DATA SHOWN
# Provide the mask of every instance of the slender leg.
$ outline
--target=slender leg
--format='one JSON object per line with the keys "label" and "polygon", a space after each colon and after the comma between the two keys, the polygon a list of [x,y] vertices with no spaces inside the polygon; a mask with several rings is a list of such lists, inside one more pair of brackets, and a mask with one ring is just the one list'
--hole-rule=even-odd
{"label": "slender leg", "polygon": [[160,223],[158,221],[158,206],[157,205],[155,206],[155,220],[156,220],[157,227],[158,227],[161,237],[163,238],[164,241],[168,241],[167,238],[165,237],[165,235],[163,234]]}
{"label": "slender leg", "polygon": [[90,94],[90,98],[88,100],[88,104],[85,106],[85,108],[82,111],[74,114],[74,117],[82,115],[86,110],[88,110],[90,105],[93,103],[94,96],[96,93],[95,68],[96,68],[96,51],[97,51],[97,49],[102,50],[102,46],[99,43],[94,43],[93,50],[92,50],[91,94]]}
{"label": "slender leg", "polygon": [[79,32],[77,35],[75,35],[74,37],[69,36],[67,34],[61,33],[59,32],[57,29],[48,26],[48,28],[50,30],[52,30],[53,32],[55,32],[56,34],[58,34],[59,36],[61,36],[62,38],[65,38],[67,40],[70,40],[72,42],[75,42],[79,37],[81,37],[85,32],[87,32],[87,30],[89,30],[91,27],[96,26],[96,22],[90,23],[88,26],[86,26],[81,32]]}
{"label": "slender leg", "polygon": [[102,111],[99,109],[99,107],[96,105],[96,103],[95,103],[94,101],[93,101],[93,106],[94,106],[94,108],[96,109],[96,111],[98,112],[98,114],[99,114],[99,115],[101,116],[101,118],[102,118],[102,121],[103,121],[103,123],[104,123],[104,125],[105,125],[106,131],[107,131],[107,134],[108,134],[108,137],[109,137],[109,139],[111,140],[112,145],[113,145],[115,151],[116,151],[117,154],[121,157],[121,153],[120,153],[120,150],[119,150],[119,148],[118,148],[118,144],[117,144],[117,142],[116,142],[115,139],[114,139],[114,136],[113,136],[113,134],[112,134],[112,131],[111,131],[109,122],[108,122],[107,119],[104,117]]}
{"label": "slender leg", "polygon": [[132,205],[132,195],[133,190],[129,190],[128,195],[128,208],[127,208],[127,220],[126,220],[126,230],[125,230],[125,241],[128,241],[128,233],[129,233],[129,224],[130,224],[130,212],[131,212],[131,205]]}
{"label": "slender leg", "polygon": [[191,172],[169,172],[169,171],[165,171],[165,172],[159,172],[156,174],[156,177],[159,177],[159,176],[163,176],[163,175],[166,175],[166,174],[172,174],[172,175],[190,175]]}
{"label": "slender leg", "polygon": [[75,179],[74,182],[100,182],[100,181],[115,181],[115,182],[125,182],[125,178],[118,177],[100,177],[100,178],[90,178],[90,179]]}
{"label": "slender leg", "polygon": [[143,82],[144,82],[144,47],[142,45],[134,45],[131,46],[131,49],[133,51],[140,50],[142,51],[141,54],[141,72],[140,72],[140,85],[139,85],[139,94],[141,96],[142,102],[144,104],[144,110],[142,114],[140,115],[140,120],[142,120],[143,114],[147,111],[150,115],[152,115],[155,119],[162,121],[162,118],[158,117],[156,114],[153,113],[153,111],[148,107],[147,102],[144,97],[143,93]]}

THE REQUEST
Copy the data exactly, from its first line up to and including the line with "--target=slender leg".

RESPONSE TO THE EXERCISE
# Provide the mask of every instance of the slender leg.
$ outline
--target=slender leg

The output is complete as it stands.